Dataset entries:
—————

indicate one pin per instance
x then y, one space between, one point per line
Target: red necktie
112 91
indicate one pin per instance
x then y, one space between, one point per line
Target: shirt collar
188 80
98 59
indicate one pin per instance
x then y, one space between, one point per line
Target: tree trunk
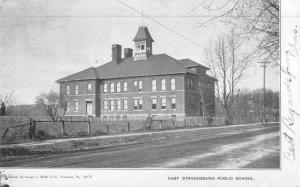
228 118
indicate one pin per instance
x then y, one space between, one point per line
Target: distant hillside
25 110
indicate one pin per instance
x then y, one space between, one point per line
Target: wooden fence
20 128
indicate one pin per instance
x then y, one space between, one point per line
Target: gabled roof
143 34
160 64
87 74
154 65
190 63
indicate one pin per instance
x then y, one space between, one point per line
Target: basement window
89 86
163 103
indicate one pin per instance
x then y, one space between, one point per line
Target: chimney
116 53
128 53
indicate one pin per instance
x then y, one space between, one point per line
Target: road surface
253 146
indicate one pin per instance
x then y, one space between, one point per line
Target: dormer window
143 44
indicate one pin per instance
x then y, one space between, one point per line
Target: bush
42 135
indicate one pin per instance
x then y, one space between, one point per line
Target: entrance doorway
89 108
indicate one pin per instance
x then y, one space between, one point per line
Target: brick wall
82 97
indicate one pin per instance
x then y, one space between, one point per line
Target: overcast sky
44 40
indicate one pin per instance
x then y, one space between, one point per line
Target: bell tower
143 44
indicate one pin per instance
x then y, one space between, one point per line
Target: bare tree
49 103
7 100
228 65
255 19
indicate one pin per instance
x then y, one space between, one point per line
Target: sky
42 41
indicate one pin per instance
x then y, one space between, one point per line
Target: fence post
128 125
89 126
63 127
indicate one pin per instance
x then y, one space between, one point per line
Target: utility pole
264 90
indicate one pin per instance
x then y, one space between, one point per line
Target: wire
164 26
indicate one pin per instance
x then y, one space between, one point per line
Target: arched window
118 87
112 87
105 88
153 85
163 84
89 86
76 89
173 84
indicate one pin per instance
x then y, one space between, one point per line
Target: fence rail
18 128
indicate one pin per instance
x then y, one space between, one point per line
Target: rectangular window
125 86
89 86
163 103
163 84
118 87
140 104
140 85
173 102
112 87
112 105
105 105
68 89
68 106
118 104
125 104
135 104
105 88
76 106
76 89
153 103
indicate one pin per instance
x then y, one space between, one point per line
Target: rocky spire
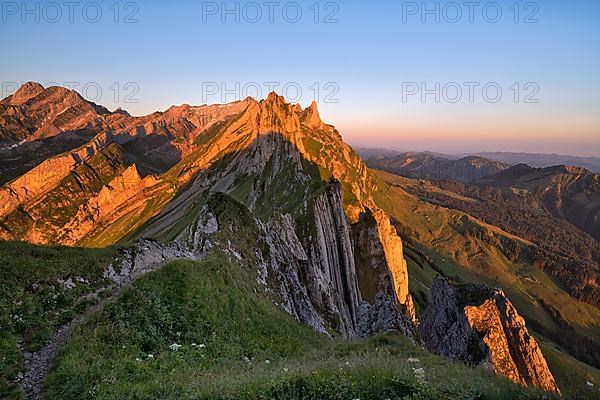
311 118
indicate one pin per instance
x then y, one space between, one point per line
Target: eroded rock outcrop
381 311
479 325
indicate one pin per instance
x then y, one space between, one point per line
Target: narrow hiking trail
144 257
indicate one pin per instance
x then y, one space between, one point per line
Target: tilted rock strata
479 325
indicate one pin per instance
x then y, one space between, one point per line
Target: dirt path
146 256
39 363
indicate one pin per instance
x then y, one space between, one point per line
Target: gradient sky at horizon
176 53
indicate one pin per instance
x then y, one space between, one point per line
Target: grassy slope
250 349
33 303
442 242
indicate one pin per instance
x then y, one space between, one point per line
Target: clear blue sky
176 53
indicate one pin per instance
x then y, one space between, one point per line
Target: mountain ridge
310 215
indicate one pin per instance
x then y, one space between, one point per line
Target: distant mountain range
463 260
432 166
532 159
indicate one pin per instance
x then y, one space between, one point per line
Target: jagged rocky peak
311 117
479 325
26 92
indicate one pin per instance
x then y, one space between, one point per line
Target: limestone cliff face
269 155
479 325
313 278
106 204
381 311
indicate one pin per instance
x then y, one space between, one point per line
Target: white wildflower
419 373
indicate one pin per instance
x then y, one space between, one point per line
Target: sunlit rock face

—————

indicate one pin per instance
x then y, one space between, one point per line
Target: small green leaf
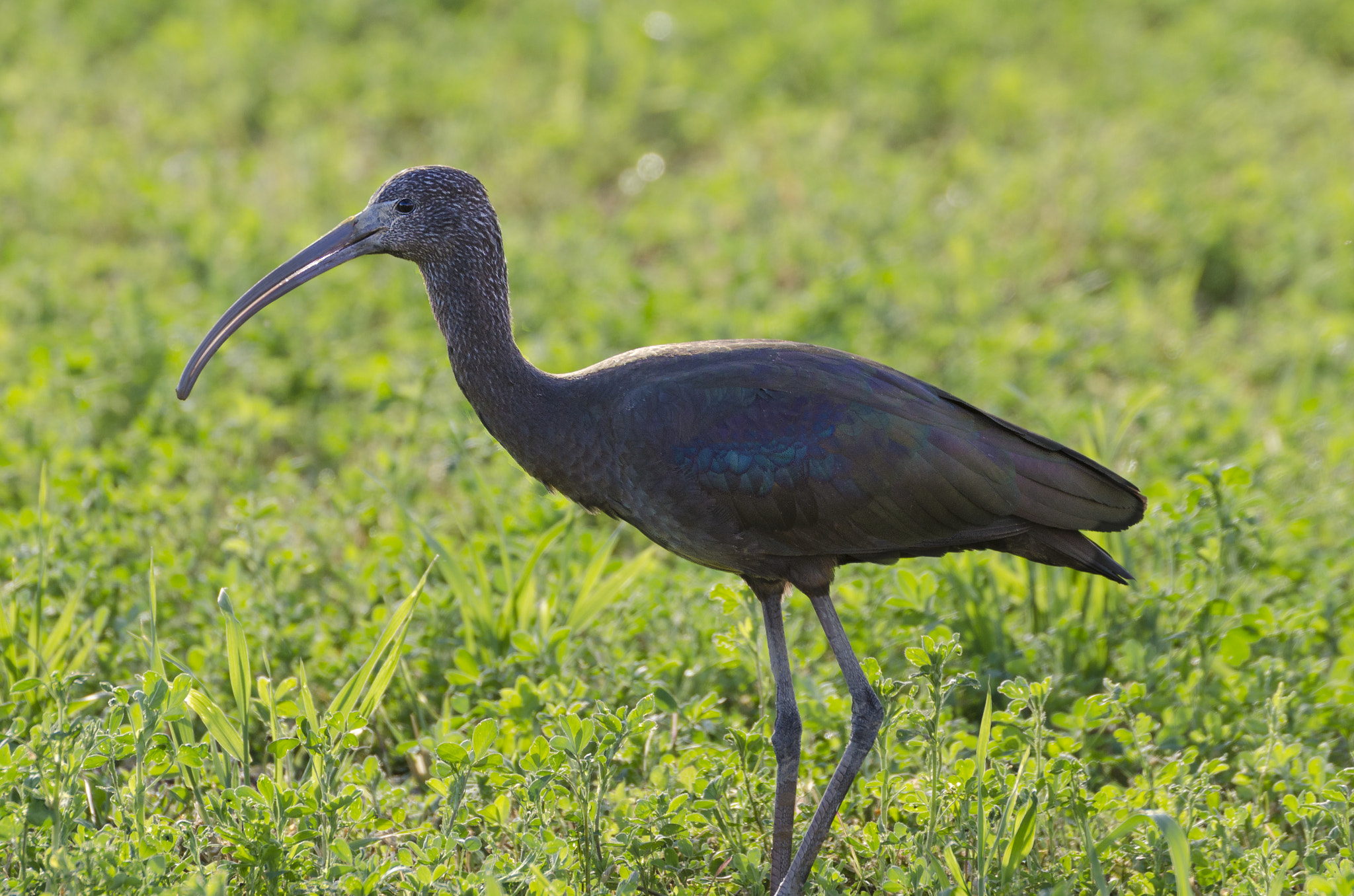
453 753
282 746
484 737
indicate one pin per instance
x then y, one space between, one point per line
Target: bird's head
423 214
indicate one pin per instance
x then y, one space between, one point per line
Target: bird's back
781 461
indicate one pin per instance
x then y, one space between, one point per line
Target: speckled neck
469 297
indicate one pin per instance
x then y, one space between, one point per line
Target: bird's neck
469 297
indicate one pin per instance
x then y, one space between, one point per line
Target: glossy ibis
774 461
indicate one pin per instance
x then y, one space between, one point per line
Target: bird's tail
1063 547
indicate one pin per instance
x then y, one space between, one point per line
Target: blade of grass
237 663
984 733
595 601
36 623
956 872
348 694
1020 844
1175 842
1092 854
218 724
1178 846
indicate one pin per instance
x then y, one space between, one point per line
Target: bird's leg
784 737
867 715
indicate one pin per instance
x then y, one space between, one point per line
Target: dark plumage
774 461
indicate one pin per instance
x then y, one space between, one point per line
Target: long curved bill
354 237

—————

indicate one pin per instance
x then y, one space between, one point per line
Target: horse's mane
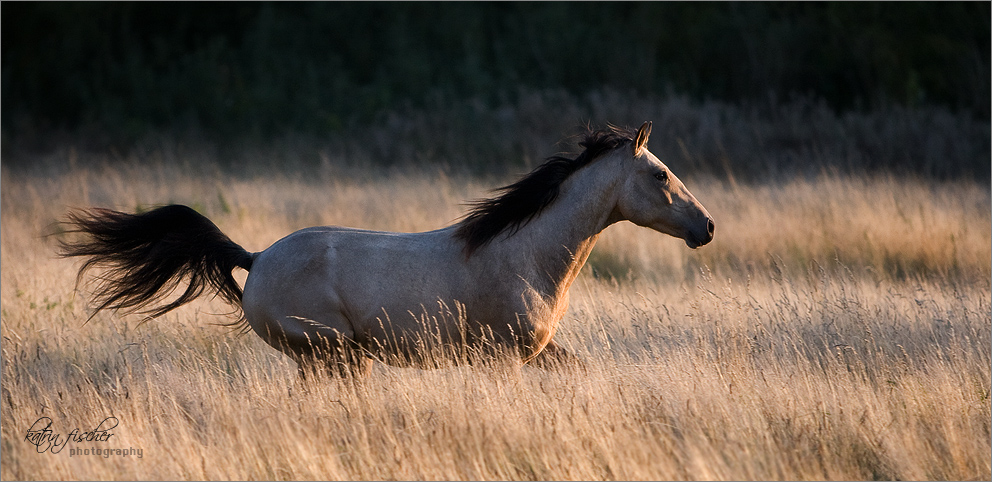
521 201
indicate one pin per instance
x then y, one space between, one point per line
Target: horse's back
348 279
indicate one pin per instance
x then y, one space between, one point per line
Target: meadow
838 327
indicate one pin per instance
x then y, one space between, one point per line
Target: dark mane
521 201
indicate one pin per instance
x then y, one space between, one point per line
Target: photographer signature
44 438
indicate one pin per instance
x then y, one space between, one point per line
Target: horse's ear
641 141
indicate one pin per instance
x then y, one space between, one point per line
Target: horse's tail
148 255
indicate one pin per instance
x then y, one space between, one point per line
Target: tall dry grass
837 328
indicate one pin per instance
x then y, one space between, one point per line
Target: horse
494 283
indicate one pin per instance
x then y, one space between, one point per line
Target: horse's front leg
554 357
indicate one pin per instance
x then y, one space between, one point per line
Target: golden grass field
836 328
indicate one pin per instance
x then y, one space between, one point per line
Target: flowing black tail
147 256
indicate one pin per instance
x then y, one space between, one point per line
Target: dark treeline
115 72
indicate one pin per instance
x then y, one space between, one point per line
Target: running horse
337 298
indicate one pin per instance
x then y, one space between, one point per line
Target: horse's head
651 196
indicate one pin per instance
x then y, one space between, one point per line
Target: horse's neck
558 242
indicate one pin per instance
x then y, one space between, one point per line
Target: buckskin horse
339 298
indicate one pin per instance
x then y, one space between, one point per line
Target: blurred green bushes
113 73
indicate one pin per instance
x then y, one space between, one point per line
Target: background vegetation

—————

§ **PROBLEM STATEMENT**: Scan the lines above for "Target: photographer signature" and for "Target: background vegetation". Repeat exactly the line holding each of them and every line in between.

§ **OUTPUT OF THE EXERCISE**:
Target: photographer signature
44 438
indicate one pin per instance
x then y, one space between, one point per line
Target: horse's ear
641 141
indicate one pin per instance
x then y, one space between, one point per line
Target: horse's tail
148 255
indicate one pin per instance
x then y, one space between, one point per line
Target: tall dry grass
837 328
indicate one pin per instance
x then y, one space between, one point per line
Target: horse
494 283
indicate one pin per instance
x then y, one space between, one point per line
Target: horse's front leg
554 357
indicate one pin per instance
x then y, one space between, one point per line
Target: golden grass field
836 328
indicate one pin per instance
x then y, one space between, one point per line
Target: flowing black tail
147 256
indicate one pin per instance
x then y, one space between, one point per line
Target: dark treeline
115 72
indicate one pin per instance
x then y, one space between, one point per line
Target: running horse
337 298
indicate one pin per instance
x then y, one space between, one point per line
Target: horse's head
651 196
indicate one pin per instance
x then y, one space between, one point per line
Target: horse's neck
558 242
indicate one pin per instance
x then y, one space between, one point per line
Target: buckskin horse
339 298
indicate one pin per instance
x then y, one space between, one point per line
Target: blurred green bushes
113 73
indicate one pin per instance
x then y, one space between, one point per line
Target: background vegetation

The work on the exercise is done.